— Task brief —
Look through the records below for the line holding "Pick out every instance of the brown bull". Write it out exactly, with each following line through the line holding "Target: blonde woman".

*** Opening The records ***

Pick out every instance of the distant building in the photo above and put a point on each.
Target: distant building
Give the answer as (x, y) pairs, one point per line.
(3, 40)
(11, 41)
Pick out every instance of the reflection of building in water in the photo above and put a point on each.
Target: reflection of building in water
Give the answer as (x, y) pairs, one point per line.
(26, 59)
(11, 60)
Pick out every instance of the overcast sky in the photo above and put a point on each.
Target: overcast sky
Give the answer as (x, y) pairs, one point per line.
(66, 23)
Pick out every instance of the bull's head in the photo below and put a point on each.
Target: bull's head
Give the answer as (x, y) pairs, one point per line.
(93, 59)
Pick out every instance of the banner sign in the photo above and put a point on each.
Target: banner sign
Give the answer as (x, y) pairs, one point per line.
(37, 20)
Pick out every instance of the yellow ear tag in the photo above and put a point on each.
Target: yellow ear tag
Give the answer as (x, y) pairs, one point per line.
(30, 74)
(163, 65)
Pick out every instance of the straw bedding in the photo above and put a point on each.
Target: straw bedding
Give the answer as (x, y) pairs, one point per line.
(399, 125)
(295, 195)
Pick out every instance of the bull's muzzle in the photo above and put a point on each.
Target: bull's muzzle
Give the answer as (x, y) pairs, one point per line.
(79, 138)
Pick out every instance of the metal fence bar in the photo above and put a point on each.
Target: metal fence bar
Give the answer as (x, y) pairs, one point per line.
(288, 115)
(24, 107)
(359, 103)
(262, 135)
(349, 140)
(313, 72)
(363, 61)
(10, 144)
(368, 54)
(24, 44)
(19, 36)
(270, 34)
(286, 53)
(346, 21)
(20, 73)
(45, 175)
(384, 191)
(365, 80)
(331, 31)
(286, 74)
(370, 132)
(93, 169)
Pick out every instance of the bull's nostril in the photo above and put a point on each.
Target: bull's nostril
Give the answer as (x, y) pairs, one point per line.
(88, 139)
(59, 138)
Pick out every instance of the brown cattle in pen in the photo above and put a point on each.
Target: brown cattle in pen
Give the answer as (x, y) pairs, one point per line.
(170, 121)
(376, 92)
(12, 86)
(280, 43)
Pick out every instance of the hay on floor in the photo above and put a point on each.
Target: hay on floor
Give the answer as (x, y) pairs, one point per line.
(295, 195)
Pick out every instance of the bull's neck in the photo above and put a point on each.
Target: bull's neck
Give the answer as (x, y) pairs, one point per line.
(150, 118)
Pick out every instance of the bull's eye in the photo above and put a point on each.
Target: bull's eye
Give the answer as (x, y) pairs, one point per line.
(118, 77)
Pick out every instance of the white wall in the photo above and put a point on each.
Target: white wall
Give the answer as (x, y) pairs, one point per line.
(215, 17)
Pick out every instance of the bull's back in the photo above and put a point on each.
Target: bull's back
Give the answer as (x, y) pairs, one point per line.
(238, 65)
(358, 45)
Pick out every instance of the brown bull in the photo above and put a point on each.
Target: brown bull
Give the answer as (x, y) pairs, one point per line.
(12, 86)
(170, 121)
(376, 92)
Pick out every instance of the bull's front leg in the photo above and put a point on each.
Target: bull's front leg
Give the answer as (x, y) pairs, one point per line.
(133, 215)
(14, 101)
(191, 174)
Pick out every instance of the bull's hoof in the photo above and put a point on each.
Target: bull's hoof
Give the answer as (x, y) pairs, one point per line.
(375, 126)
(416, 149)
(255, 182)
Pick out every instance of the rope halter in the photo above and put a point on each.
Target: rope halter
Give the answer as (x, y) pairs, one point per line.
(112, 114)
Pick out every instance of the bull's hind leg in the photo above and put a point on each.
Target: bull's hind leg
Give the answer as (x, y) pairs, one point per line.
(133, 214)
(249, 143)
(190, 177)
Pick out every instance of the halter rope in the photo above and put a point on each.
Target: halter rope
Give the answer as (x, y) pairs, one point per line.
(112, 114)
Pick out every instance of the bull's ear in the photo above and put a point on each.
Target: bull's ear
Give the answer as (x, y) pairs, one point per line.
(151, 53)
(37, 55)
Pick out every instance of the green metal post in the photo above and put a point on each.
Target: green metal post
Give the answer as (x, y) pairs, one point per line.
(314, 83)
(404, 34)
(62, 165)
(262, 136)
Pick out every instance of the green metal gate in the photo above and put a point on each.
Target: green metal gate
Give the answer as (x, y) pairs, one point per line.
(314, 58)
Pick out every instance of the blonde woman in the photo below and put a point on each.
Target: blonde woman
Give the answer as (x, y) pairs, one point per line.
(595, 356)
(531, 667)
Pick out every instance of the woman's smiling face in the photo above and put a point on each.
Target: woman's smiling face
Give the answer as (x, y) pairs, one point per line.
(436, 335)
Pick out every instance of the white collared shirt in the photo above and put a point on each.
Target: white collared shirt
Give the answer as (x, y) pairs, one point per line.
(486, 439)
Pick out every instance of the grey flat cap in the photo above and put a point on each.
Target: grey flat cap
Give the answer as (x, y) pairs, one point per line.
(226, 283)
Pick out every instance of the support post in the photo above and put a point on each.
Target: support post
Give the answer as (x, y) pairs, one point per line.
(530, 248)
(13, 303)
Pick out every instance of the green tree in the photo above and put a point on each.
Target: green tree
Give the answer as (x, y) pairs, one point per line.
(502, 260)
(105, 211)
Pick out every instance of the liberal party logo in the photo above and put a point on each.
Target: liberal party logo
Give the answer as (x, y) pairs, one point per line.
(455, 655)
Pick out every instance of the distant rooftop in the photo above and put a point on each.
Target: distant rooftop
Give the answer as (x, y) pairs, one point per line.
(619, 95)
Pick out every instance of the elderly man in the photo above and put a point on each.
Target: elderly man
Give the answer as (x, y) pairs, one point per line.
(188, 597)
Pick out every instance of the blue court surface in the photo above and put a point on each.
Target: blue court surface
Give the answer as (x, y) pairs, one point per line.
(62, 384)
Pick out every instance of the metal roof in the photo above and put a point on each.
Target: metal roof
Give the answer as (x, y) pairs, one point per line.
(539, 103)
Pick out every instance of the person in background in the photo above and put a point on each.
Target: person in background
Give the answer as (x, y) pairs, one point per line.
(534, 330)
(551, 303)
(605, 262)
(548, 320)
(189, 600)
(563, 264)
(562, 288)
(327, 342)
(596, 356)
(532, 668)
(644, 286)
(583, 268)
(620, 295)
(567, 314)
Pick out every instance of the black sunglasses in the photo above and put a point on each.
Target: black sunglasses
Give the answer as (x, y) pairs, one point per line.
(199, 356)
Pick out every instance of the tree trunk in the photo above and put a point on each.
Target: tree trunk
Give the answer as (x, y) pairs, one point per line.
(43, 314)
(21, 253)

*** Closing The records ***

— Answer for the task —
Pick out every instance of the brown bull in the photo above and put a point on each.
Target: brown bull
Give the answer as (x, y) pairs, one point per line.
(12, 86)
(170, 121)
(376, 92)
Pick out every instance of the bull's front leg in the photo above and put a point on each.
Target: bull's front leg
Give the answer as (x, y) pairs, one point per line.
(133, 215)
(14, 101)
(191, 174)
Pick out every instance of the bull's hoof in the photo above and put a point on each.
Target: bull's hoof
Give the answer as (x, y) pairs, one point per line.
(375, 126)
(416, 149)
(255, 182)
Pick out every instance of the rope halter in the photo above and put a point on each.
Target: rope halter
Give the answer as (x, y) pairs, one point per line.
(112, 114)
Pick out every instance of the bull's hind leg in the photo above and put a point on each.
Target: bull's hind leg
Give the answer as (x, y) pairs, one point per line.
(133, 214)
(249, 143)
(190, 177)
Pick out every instance of the halter rope in the photo above and put a point on each.
Target: halter rope
Give the answer as (x, y) pairs, one point per line.
(112, 114)
Pick out every instance of the bull's ear in the photo above and put a point on each.
Target: bull's ear
Give the answer as (x, y) pairs, one point per line.
(151, 53)
(37, 55)
Pick out every instance of the green metal post in the photo above and put a point on each.
Target: green metal post
Give the answer as (x, y) pairs, one point per line.
(314, 83)
(404, 34)
(62, 165)
(262, 136)
Pick out every instance of the green metal gate in the photo above and put a point on each.
Target: green metal gate
Give the answer as (x, y) pairs, one point per line.
(314, 58)
Pick out every instance of the blonde woman in the photo below and put a point on each.
Target: blonde woman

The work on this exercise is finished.